- [INPUT RECORDS]:
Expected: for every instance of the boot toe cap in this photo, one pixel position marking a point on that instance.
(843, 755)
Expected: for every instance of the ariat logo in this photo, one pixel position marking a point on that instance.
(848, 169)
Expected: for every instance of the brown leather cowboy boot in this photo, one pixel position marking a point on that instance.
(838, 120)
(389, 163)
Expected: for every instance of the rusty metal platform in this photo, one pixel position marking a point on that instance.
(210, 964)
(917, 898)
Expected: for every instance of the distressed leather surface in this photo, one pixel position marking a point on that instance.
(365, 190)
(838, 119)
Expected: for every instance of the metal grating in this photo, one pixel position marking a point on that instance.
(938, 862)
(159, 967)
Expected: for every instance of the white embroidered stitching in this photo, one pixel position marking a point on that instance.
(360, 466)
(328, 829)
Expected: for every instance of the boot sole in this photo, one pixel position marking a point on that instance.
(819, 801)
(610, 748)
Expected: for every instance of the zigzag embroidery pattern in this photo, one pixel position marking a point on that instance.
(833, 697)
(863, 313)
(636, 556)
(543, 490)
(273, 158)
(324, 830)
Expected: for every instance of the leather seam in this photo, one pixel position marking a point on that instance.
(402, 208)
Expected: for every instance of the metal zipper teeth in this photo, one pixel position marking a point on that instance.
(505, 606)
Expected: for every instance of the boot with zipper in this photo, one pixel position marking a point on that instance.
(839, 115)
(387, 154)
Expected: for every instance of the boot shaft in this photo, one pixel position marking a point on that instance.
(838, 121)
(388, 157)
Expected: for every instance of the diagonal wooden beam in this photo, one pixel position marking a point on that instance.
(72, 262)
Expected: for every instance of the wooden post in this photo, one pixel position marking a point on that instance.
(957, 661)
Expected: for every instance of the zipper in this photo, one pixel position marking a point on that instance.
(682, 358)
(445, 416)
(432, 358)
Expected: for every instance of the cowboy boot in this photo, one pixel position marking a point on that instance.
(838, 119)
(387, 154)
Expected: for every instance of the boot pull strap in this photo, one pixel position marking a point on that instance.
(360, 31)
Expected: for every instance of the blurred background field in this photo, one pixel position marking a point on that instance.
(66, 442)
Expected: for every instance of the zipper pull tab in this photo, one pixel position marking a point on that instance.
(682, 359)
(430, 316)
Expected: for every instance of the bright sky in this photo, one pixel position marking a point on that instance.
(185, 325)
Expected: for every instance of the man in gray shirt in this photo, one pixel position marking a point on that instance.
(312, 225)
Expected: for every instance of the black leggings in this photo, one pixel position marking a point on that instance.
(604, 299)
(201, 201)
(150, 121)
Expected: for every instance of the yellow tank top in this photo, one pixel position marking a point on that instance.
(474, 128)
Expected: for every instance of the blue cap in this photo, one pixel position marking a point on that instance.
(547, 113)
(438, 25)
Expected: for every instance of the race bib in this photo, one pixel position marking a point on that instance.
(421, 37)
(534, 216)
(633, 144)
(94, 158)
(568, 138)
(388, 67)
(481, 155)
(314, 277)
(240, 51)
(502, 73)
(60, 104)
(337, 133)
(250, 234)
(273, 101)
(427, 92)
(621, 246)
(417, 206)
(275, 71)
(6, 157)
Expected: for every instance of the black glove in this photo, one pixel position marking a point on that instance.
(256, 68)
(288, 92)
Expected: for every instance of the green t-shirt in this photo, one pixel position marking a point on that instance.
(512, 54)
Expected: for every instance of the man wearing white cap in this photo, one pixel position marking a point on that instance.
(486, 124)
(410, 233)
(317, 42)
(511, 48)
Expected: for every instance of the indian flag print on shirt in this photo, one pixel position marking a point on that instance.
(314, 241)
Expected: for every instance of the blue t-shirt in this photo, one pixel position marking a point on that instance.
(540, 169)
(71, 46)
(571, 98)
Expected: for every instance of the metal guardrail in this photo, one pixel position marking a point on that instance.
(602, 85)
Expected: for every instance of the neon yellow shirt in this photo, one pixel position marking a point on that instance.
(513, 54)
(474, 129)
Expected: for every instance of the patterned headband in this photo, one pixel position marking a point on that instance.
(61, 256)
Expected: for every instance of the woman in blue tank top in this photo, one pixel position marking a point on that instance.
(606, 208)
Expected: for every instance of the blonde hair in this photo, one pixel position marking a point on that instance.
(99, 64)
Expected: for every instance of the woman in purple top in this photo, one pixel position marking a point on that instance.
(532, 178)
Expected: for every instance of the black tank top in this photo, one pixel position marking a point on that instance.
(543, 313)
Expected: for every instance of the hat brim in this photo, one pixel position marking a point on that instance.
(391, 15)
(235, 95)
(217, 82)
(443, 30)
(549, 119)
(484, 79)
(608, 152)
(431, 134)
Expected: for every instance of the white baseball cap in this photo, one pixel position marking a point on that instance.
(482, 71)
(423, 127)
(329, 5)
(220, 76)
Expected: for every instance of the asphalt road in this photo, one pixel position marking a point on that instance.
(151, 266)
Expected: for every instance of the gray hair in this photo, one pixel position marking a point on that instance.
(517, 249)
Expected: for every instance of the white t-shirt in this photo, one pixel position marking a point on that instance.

- [THE TASK]:
Everything from the line containing "Expected: for every instance of the white baseball" through the last line of the records must be given again exactly; leave out all other lines.

- [RIGHT ANSWER]:
Expected: for every instance of the white baseball cap in this photo, one pixel position marking a point on that instance.
(482, 71)
(423, 127)
(329, 5)
(220, 76)
Expected: for every instance of the asphalt road in this photo, one pixel position marking a point on that instance.
(151, 266)
Expected: for every instance of the gray hair in this photo, one pixel position marking a point on that instance.
(517, 249)
Expected: for every instance of the white t-shirt in this photo, one pixel position marking a point on that instance.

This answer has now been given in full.